## Begin

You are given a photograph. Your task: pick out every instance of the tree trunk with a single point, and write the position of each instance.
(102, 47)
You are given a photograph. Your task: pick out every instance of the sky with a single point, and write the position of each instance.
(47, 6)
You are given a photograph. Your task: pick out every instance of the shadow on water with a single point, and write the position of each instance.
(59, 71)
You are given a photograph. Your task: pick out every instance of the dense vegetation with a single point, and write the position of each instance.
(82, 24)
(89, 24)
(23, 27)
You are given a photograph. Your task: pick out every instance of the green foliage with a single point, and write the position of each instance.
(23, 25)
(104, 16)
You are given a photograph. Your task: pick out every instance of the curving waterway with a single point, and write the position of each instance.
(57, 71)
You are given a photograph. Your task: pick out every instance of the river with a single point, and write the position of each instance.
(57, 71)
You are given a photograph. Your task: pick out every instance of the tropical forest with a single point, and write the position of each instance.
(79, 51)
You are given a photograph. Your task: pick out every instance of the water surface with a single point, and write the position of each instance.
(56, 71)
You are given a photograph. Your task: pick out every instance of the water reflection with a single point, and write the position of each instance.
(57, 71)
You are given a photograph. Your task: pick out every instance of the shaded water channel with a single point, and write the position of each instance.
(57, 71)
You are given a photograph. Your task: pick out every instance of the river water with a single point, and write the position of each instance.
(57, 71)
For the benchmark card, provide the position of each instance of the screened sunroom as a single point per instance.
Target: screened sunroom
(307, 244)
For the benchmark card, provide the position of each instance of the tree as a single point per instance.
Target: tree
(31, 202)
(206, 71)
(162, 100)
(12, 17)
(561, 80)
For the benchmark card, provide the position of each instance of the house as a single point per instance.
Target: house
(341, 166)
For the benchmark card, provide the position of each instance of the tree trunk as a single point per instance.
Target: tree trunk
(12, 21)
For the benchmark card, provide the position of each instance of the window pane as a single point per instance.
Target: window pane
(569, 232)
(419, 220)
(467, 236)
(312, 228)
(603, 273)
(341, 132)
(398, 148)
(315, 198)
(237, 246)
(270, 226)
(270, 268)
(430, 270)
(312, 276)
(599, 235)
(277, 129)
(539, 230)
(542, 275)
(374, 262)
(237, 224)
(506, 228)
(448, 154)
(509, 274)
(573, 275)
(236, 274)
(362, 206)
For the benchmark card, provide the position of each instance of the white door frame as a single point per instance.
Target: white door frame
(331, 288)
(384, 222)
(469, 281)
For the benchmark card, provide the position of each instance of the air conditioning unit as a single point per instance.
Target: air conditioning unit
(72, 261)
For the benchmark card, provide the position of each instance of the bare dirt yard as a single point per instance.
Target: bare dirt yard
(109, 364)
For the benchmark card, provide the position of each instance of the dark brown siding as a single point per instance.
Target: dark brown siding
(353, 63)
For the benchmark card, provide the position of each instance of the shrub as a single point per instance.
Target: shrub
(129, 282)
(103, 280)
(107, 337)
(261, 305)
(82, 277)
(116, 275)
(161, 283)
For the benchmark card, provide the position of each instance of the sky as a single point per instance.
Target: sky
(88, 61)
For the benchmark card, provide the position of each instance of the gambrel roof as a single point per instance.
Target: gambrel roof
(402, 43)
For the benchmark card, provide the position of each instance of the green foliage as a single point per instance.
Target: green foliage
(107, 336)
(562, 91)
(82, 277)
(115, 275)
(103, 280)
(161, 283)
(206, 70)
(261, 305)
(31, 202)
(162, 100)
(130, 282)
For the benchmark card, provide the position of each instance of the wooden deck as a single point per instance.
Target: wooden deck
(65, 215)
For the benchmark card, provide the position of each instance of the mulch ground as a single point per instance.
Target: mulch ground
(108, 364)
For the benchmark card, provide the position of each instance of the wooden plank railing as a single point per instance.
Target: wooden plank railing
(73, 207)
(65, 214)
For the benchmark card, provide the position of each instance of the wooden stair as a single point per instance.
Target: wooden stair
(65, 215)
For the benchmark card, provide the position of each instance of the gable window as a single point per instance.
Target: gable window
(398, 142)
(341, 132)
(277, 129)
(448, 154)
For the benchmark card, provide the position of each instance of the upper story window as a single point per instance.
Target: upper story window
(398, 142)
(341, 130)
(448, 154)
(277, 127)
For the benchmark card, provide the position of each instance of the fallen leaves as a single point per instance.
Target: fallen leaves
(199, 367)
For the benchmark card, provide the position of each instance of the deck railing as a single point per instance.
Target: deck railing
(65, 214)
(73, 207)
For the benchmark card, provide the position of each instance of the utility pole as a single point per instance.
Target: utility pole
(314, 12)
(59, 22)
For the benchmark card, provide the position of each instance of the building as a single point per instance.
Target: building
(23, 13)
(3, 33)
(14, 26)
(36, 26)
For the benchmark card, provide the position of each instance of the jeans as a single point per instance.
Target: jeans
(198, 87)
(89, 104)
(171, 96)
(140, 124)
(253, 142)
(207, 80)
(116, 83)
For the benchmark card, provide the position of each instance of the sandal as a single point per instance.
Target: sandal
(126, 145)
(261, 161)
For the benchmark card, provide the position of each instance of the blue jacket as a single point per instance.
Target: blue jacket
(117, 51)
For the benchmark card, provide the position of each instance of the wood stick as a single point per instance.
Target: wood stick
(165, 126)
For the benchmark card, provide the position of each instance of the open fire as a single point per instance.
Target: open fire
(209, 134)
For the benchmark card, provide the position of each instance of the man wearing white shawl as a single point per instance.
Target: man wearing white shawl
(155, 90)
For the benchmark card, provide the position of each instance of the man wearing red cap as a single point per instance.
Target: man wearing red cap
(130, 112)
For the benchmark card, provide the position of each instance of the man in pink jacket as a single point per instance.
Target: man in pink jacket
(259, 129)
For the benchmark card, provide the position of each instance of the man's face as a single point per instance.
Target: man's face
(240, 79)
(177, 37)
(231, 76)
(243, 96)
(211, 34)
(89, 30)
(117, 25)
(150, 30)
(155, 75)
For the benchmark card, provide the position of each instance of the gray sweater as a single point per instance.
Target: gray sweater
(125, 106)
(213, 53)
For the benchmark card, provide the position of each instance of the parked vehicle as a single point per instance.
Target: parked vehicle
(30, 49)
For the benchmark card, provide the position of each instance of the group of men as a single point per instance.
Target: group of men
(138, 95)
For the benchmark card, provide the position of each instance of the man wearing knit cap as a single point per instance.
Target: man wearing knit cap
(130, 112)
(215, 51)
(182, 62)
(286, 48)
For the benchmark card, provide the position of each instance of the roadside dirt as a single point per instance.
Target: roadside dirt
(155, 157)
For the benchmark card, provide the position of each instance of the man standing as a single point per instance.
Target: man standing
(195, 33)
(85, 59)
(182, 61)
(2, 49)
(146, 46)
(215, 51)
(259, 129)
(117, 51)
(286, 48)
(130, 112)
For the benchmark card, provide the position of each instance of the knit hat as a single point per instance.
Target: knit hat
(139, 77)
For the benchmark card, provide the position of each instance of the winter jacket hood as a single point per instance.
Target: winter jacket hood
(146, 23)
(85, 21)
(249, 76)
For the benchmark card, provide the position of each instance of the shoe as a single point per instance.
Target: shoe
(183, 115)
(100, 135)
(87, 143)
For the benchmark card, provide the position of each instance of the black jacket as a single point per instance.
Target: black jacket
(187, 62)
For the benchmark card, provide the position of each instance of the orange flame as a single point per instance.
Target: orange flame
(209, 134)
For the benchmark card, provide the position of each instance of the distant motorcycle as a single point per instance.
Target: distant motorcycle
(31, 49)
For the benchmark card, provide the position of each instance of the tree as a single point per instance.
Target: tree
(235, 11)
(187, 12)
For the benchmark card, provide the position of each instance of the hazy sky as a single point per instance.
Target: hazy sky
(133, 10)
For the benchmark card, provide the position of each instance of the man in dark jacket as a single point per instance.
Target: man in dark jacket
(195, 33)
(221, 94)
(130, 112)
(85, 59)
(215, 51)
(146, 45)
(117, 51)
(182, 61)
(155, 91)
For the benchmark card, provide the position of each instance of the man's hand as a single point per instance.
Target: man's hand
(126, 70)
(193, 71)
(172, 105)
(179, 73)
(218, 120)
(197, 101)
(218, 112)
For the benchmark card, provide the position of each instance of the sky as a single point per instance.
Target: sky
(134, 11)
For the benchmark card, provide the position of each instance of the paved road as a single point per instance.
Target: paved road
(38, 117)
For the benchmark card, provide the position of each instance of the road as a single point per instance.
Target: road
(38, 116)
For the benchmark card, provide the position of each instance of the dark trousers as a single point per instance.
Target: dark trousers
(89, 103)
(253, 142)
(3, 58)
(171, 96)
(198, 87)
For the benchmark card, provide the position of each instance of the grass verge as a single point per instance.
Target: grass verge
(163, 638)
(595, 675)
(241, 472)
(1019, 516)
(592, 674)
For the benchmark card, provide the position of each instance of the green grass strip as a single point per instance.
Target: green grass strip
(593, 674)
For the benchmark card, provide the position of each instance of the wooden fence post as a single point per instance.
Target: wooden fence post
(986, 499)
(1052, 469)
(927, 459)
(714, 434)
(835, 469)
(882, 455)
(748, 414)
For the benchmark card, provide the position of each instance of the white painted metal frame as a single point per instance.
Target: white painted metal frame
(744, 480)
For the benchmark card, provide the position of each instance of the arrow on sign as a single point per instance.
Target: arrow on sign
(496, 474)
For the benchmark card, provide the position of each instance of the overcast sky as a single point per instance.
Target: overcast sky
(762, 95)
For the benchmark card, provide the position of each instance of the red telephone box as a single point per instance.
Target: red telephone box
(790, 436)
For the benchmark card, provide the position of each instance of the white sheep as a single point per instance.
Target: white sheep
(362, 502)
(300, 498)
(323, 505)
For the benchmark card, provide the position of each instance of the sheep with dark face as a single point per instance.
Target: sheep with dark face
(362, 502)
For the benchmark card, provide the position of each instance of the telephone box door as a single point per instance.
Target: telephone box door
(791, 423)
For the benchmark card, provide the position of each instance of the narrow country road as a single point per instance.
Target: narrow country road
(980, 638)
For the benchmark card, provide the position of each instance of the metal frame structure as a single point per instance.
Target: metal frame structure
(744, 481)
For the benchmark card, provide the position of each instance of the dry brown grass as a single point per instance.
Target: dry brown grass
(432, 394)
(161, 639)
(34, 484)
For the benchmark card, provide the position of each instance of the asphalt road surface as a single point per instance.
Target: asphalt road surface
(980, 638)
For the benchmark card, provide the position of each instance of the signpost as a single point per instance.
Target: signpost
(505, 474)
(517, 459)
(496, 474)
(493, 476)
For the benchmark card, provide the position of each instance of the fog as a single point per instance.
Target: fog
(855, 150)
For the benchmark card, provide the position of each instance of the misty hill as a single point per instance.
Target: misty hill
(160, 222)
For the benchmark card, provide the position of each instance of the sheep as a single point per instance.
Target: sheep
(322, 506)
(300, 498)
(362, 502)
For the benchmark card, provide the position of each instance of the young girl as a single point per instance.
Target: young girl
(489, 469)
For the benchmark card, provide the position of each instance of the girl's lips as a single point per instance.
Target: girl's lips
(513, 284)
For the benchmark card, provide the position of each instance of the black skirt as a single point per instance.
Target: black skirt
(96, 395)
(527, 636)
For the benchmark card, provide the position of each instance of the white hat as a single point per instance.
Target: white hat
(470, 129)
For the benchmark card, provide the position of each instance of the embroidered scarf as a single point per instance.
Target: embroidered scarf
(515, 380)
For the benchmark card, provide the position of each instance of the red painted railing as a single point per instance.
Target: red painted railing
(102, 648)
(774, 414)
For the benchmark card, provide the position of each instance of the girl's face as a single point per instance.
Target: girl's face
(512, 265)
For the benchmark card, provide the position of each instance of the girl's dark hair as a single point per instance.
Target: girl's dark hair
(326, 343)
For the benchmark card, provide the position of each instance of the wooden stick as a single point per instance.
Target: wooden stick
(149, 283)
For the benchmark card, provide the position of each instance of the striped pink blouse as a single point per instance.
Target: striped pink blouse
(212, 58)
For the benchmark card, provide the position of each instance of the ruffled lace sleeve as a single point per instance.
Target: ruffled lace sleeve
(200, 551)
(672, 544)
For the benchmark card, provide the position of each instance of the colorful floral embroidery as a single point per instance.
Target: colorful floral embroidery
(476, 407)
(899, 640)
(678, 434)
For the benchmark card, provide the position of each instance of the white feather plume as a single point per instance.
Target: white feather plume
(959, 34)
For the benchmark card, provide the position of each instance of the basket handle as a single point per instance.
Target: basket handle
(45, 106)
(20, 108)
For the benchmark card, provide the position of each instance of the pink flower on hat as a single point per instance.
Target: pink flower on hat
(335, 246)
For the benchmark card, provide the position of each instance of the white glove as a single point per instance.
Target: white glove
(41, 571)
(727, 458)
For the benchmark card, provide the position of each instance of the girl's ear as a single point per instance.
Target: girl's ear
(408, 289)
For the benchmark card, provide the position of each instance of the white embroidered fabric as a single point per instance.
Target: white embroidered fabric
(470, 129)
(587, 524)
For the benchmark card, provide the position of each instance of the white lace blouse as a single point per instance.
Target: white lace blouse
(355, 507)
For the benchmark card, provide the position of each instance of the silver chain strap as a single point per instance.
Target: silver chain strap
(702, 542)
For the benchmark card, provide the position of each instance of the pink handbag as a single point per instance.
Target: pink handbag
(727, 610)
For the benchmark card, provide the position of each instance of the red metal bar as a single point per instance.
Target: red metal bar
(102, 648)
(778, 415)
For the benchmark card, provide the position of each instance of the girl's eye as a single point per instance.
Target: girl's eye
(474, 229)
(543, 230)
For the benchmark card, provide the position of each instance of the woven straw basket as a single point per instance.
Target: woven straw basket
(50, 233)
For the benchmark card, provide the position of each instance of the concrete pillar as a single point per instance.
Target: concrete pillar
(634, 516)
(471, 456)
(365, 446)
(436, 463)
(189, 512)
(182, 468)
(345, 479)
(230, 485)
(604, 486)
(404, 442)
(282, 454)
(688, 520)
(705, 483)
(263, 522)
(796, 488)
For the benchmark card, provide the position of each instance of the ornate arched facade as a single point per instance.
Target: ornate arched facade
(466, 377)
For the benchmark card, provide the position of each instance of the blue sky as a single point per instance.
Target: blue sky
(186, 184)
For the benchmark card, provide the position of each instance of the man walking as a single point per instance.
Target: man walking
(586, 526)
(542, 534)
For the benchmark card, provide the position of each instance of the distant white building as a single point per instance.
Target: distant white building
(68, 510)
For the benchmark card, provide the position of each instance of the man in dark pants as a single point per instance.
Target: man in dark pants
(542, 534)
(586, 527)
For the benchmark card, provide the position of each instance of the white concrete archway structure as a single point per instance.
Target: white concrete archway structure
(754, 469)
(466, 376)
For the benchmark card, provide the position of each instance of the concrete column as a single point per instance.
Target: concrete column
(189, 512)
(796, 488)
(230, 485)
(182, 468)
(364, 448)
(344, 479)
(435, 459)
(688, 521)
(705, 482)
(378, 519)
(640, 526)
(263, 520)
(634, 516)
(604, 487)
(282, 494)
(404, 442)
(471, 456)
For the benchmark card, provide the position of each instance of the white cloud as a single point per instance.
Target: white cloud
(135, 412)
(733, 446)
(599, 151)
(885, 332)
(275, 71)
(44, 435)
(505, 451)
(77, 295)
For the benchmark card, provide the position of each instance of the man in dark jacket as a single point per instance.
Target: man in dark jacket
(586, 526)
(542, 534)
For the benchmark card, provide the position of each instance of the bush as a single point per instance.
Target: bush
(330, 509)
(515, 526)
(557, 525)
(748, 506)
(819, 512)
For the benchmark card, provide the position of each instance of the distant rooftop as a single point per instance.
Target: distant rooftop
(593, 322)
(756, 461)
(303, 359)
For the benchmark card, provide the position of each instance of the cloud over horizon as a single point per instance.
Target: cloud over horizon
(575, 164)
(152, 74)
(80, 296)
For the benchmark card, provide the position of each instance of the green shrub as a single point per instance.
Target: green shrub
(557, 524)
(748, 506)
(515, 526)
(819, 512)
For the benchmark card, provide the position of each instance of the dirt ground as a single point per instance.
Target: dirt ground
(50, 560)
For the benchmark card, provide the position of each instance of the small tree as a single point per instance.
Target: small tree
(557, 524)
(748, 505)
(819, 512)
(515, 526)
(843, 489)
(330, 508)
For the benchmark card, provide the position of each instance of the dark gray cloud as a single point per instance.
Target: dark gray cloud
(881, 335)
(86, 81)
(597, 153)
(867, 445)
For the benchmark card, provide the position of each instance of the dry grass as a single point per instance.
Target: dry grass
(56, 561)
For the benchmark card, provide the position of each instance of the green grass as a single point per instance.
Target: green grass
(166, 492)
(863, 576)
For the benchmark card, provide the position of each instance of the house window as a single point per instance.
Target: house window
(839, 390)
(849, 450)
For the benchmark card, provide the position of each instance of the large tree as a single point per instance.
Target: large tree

## End

> [WHAT IS NEEDED] Write out exactly the final stretch of the records: the line containing "white cloud as a single point per instance." and every line after it, through the last, and nothing else.

> [THE COMPLETED TASK]
For the benchmark card, provide the position of each instance of the white cloud as a single point per instance.
Target: white cloud
(135, 412)
(733, 446)
(599, 151)
(885, 332)
(275, 71)
(44, 435)
(505, 451)
(77, 295)
For the benchmark card, provide the position of each instance of the man in dark jacket as a single point per instance.
Target: man in dark jacket
(586, 526)
(542, 534)
For the benchmark card, provide the position of each instance of the bush as a single point per instance.
Target: bush
(330, 509)
(515, 526)
(557, 525)
(748, 506)
(819, 512)
For the benchmark card, provide the position of each instance of the distant rooftop as a single point per instance.
Target: distant rooftop
(593, 322)
(756, 461)
(303, 359)
For the benchmark card, provide the position of each instance of the cloud over horizon as a single point per instance.
Target: cloud over horizon
(575, 164)
(152, 74)
(80, 296)
For the benchmark card, provide the position of each instance of the green shrub as a single point per instance.
Target: green shrub
(557, 524)
(748, 506)
(515, 526)
(819, 512)
For the benchmark card, provide the position of each instance of the dirt ground as a single point per instance.
Target: dirt ground
(50, 560)
For the benchmark card, provide the position of each instance of the small tree as a single point per instance.
Target: small tree
(557, 524)
(748, 505)
(819, 512)
(515, 526)
(843, 489)
(330, 508)
For the benchmark card, provide the position of each instance of the dark gray cloud as a single point per instance.
Target: dark gray cloud
(881, 335)
(86, 81)
(597, 153)
(867, 445)
For the benchmark card, provide the position of each instance of the dry grass as a single point per instance.
Target: dry grass
(56, 561)
For the benchmark card, provide the position of each instance of the green grass as a single point per instance.
Target: green grass
(166, 492)
(863, 576)
For the benchmark card, provide the position of each instance of the house window as a single point per instance.
Target: house window
(839, 390)
(849, 450)
For the benchmark card, provide the position of each instance of the large tree as a single point per instance.
Target: large tree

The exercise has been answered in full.